====== Data for the task
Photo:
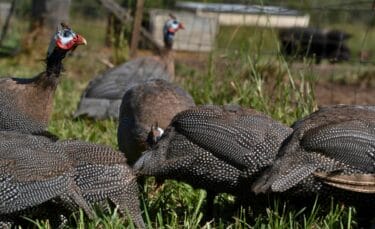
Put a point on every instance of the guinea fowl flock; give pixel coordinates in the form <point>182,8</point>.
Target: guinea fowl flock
<point>162,133</point>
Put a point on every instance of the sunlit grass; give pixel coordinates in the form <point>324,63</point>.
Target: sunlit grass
<point>241,75</point>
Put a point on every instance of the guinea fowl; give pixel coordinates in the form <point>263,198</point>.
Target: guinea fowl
<point>26,104</point>
<point>100,172</point>
<point>330,152</point>
<point>103,175</point>
<point>154,102</point>
<point>102,97</point>
<point>220,149</point>
<point>31,177</point>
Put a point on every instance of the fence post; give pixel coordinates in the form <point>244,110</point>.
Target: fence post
<point>136,28</point>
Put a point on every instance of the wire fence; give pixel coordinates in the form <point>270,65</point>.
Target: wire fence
<point>333,38</point>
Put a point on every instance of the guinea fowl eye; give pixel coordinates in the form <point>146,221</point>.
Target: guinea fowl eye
<point>67,33</point>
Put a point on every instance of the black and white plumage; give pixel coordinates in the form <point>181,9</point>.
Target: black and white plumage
<point>339,140</point>
<point>331,153</point>
<point>102,97</point>
<point>32,176</point>
<point>220,149</point>
<point>151,103</point>
<point>26,103</point>
<point>99,172</point>
<point>103,175</point>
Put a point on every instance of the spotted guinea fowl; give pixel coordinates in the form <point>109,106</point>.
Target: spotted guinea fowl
<point>220,149</point>
<point>30,178</point>
<point>102,97</point>
<point>26,103</point>
<point>143,106</point>
<point>103,175</point>
<point>100,173</point>
<point>330,152</point>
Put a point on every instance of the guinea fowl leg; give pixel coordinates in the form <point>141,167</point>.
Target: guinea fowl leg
<point>76,196</point>
<point>210,198</point>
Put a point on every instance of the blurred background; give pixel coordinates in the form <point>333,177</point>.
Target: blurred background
<point>331,40</point>
<point>284,58</point>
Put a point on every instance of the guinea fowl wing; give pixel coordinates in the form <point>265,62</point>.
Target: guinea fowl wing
<point>351,142</point>
<point>238,136</point>
<point>30,177</point>
<point>363,183</point>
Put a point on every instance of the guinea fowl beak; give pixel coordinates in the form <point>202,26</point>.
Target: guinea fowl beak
<point>80,40</point>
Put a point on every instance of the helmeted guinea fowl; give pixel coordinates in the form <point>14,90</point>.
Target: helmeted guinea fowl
<point>26,103</point>
<point>103,175</point>
<point>332,152</point>
<point>146,110</point>
<point>220,149</point>
<point>100,173</point>
<point>102,97</point>
<point>32,177</point>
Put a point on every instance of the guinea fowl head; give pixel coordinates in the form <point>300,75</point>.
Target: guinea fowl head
<point>154,135</point>
<point>63,41</point>
<point>171,26</point>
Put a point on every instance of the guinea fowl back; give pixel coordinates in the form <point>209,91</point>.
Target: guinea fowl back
<point>102,97</point>
<point>99,172</point>
<point>143,106</point>
<point>220,149</point>
<point>334,139</point>
<point>26,104</point>
<point>32,176</point>
<point>103,175</point>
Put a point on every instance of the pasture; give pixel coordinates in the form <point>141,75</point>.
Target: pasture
<point>239,71</point>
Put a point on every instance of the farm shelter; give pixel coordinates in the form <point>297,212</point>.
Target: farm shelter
<point>199,33</point>
<point>248,15</point>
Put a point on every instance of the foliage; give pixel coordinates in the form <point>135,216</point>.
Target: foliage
<point>236,72</point>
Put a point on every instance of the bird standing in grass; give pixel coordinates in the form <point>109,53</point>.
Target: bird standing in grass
<point>330,152</point>
<point>26,103</point>
<point>146,110</point>
<point>102,97</point>
<point>219,149</point>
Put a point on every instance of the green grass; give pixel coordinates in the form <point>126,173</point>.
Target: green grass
<point>236,72</point>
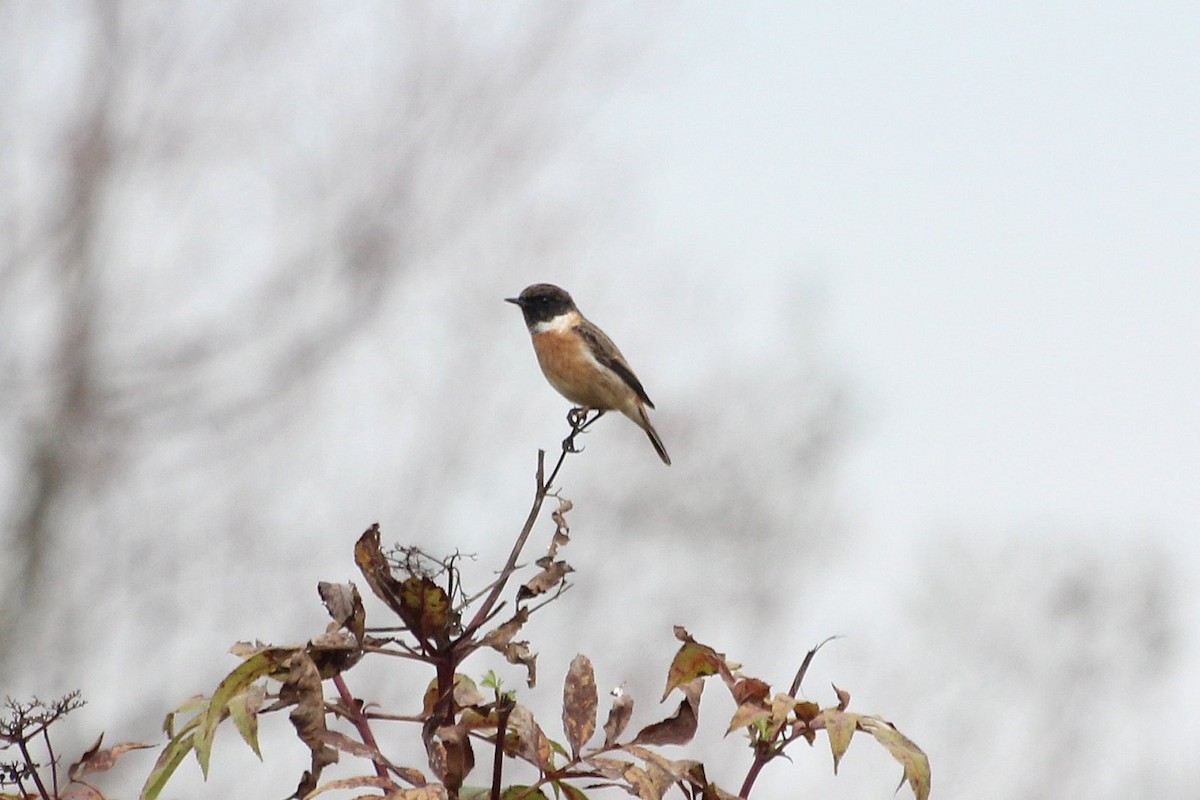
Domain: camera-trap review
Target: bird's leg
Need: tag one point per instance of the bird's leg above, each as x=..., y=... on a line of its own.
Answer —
x=577, y=417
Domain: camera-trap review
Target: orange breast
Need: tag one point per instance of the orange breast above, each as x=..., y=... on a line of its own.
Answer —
x=576, y=376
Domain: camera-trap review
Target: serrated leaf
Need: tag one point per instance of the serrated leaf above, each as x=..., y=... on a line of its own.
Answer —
x=840, y=728
x=193, y=704
x=526, y=739
x=168, y=759
x=904, y=750
x=679, y=727
x=425, y=608
x=693, y=660
x=246, y=673
x=747, y=714
x=580, y=702
x=244, y=710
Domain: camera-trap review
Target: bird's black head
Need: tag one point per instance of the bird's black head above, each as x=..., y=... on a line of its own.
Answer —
x=543, y=302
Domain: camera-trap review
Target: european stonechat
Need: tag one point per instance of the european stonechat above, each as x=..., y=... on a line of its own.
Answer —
x=580, y=361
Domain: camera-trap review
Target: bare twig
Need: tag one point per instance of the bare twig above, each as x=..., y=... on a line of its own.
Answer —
x=766, y=751
x=503, y=709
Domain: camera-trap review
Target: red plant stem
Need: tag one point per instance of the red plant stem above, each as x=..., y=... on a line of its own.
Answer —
x=360, y=721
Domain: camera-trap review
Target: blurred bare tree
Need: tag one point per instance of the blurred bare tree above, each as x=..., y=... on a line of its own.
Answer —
x=207, y=205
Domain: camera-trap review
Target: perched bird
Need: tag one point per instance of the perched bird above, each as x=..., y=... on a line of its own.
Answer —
x=580, y=361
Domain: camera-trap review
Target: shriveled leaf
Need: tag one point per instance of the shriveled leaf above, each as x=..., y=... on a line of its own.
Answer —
x=519, y=792
x=101, y=761
x=618, y=716
x=359, y=782
x=73, y=791
x=431, y=792
x=840, y=728
x=502, y=635
x=551, y=575
x=562, y=530
x=519, y=653
x=580, y=702
x=694, y=660
x=904, y=750
x=679, y=727
x=453, y=756
x=244, y=711
x=345, y=606
x=843, y=697
x=651, y=782
x=425, y=608
x=168, y=759
x=466, y=693
x=569, y=791
x=749, y=690
x=610, y=768
x=526, y=739
x=375, y=567
x=681, y=770
x=805, y=711
x=747, y=714
x=304, y=689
============
Pictures stay out. Print the lines of the records above exactly, from the first through the one with "Put a point on every instance of the sunlit".

> **Response box**:
Photo:
Put a point on every instance of the guinea fowl flock; give pixel coordinates in the form <point>182,8</point>.
Target: guinea fowl flock
<point>162,133</point>
Put a point on every instance of the sunlit grass; give pixel coordinates in the form <point>324,63</point>.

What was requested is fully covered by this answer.